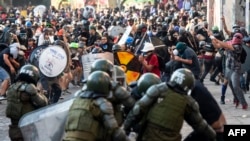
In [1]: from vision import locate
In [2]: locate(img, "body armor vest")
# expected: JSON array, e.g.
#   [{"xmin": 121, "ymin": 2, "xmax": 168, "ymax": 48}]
[
  {"xmin": 6, "ymin": 82, "xmax": 36, "ymax": 121},
  {"xmin": 65, "ymin": 97, "xmax": 101, "ymax": 140},
  {"xmin": 147, "ymin": 89, "xmax": 187, "ymax": 133}
]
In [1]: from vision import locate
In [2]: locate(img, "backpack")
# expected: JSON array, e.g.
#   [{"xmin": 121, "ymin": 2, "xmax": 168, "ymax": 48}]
[{"xmin": 240, "ymin": 47, "xmax": 247, "ymax": 64}]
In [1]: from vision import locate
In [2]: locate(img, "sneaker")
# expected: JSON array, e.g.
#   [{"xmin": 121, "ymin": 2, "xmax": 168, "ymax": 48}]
[{"xmin": 242, "ymin": 104, "xmax": 248, "ymax": 110}]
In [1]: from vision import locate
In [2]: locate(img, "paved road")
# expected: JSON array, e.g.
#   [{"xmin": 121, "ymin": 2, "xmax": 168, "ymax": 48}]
[{"xmin": 0, "ymin": 79, "xmax": 250, "ymax": 141}]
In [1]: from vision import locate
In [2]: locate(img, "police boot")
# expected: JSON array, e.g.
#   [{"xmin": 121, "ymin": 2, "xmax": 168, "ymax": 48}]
[{"xmin": 220, "ymin": 96, "xmax": 225, "ymax": 104}]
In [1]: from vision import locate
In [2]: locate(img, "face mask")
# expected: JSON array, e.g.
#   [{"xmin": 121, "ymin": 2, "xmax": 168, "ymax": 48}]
[
  {"xmin": 173, "ymin": 49, "xmax": 179, "ymax": 56},
  {"xmin": 152, "ymin": 32, "xmax": 157, "ymax": 35}
]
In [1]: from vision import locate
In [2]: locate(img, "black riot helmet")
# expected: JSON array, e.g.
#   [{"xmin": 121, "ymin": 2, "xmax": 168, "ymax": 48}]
[
  {"xmin": 17, "ymin": 65, "xmax": 40, "ymax": 85},
  {"xmin": 167, "ymin": 68, "xmax": 195, "ymax": 94},
  {"xmin": 137, "ymin": 73, "xmax": 161, "ymax": 96},
  {"xmin": 86, "ymin": 71, "xmax": 111, "ymax": 96}
]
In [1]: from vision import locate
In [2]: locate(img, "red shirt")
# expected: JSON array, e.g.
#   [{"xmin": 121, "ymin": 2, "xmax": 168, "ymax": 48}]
[{"xmin": 143, "ymin": 54, "xmax": 161, "ymax": 77}]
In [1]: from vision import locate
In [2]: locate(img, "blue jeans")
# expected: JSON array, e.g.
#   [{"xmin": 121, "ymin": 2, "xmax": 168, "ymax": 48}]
[
  {"xmin": 225, "ymin": 68, "xmax": 247, "ymax": 105},
  {"xmin": 0, "ymin": 67, "xmax": 10, "ymax": 81}
]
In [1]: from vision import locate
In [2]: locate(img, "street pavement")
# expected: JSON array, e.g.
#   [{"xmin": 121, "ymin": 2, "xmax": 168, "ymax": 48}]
[{"xmin": 0, "ymin": 79, "xmax": 250, "ymax": 141}]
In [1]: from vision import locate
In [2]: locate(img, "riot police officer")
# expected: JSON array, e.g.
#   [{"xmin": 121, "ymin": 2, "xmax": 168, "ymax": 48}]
[
  {"xmin": 124, "ymin": 68, "xmax": 215, "ymax": 141},
  {"xmin": 64, "ymin": 71, "xmax": 127, "ymax": 141},
  {"xmin": 6, "ymin": 65, "xmax": 48, "ymax": 141},
  {"xmin": 131, "ymin": 72, "xmax": 161, "ymax": 101},
  {"xmin": 91, "ymin": 59, "xmax": 135, "ymax": 126}
]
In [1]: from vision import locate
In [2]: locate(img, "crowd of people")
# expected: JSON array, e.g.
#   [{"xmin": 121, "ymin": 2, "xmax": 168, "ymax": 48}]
[{"xmin": 0, "ymin": 0, "xmax": 250, "ymax": 141}]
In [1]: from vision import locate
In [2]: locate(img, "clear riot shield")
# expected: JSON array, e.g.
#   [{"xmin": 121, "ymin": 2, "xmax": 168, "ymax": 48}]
[{"xmin": 18, "ymin": 99, "xmax": 74, "ymax": 141}]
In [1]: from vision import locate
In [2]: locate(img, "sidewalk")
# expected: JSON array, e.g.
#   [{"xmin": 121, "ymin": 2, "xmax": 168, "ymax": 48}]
[
  {"xmin": 181, "ymin": 75, "xmax": 250, "ymax": 137},
  {"xmin": 0, "ymin": 79, "xmax": 250, "ymax": 141}
]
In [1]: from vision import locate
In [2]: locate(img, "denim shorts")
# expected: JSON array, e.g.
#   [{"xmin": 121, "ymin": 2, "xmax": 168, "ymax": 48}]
[{"xmin": 0, "ymin": 67, "xmax": 10, "ymax": 80}]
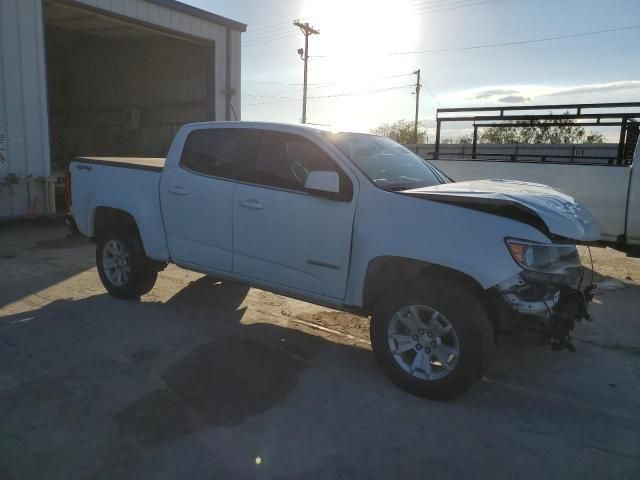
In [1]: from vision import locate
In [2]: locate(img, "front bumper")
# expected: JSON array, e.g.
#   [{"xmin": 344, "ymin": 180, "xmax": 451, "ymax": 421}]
[{"xmin": 496, "ymin": 267, "xmax": 593, "ymax": 350}]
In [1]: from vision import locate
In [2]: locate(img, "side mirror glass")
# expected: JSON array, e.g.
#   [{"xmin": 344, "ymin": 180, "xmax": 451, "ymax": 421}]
[{"xmin": 304, "ymin": 170, "xmax": 340, "ymax": 193}]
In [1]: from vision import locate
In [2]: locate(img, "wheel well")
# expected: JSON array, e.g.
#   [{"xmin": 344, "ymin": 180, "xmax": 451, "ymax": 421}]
[
  {"xmin": 93, "ymin": 207, "xmax": 140, "ymax": 242},
  {"xmin": 362, "ymin": 256, "xmax": 485, "ymax": 311}
]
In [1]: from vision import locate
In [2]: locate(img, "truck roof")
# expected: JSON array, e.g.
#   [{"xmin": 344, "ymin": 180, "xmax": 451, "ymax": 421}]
[
  {"xmin": 186, "ymin": 121, "xmax": 368, "ymax": 134},
  {"xmin": 73, "ymin": 157, "xmax": 165, "ymax": 172}
]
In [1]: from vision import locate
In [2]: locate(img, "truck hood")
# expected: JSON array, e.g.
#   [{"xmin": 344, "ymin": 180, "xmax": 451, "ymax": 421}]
[{"xmin": 401, "ymin": 180, "xmax": 600, "ymax": 241}]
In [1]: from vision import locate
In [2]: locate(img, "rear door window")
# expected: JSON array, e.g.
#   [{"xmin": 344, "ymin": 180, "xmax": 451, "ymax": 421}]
[{"xmin": 180, "ymin": 128, "xmax": 242, "ymax": 179}]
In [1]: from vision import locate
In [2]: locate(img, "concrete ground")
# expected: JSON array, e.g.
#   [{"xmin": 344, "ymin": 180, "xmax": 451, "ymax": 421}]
[{"xmin": 0, "ymin": 226, "xmax": 640, "ymax": 480}]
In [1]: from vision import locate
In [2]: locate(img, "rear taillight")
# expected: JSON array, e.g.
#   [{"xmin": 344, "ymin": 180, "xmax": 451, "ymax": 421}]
[{"xmin": 64, "ymin": 169, "xmax": 71, "ymax": 208}]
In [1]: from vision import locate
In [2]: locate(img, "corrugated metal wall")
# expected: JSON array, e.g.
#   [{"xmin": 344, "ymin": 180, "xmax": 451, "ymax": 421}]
[
  {"xmin": 0, "ymin": 0, "xmax": 50, "ymax": 218},
  {"xmin": 69, "ymin": 0, "xmax": 240, "ymax": 125},
  {"xmin": 0, "ymin": 0, "xmax": 240, "ymax": 219}
]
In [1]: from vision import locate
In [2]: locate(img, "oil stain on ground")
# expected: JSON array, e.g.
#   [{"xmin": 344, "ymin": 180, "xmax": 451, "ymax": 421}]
[{"xmin": 115, "ymin": 337, "xmax": 316, "ymax": 446}]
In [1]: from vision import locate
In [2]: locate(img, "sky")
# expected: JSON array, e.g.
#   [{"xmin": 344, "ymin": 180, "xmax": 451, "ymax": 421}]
[{"xmin": 183, "ymin": 0, "xmax": 640, "ymax": 135}]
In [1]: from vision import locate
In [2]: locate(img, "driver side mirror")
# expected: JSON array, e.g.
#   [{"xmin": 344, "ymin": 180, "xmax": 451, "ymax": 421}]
[{"xmin": 304, "ymin": 170, "xmax": 340, "ymax": 193}]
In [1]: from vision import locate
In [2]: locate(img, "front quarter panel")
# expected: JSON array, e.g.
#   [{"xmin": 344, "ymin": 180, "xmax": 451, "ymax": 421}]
[{"xmin": 346, "ymin": 184, "xmax": 549, "ymax": 305}]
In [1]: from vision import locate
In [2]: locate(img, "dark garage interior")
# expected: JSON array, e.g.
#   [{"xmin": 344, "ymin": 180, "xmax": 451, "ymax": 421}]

----

TO DO = Which lines in the items above contain the word "police"? Extract each of them.

ANSWER FOR THE TASK =
In [2]: locate(img, "police boot")
In [2]: locate(img, "riot police officer")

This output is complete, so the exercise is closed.